▶ _WHAT IS BEING ASKED_:
Format the stretch of the listing below, from the line containing "[ ] locate the number on race bib" through the end of the listing, as a Markdown table with a Row column numbering each line and a Line column holding it, leaving out blank lines.

▶ _THE RECORDS_:
________
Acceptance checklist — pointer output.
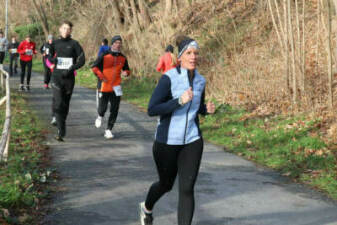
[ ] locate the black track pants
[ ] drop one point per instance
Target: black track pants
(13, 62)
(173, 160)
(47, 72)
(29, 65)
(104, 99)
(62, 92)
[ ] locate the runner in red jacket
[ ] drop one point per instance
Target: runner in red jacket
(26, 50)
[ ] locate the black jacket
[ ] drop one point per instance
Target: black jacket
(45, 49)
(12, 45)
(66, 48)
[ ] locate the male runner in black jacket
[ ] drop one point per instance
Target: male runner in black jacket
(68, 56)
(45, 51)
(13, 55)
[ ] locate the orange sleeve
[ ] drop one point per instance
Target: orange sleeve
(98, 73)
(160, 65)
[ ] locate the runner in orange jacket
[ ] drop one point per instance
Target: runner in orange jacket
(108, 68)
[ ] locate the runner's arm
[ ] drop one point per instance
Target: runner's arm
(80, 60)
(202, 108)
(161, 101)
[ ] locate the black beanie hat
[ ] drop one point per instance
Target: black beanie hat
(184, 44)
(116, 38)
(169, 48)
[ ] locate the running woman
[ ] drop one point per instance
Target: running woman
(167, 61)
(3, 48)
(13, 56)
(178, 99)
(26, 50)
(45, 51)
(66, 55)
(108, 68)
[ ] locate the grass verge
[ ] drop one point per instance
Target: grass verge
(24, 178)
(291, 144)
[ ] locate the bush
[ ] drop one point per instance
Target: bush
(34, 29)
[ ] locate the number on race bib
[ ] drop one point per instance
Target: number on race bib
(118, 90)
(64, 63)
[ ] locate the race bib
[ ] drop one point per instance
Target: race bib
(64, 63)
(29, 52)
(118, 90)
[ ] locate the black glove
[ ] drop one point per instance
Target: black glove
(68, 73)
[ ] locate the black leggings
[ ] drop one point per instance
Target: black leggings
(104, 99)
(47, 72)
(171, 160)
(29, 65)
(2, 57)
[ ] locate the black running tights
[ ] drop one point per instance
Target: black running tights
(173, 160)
________
▶ _SOLUTION TO THIS TASK_:
| Row | Line |
|---|---|
| 1 | [ ] locate the number on race bib |
| 2 | [ ] drop one point per instance |
| 3 | Target: number on race bib |
| 4 | (118, 90) |
| 5 | (64, 63) |
| 6 | [ ] locate the race bib |
| 7 | [ ] drop one point per instance |
| 8 | Target: race bib |
| 9 | (64, 63) |
| 10 | (29, 52) |
| 11 | (118, 90) |
| 12 | [ ] locate the black glove |
| 13 | [ ] drop one point per instance |
| 14 | Target: black glove |
| 15 | (68, 73) |
| 16 | [ ] locate the black leggings |
| 17 | [ ] drop one point per instance |
| 18 | Target: black leggings |
| 19 | (104, 99) |
| 20 | (47, 72) |
| 21 | (171, 160) |
| 22 | (29, 65) |
| 23 | (2, 57) |
| 24 | [ ] locate the black running tights |
| 25 | [ ] drop one point per instance |
| 26 | Target: black running tights |
| 27 | (173, 160) |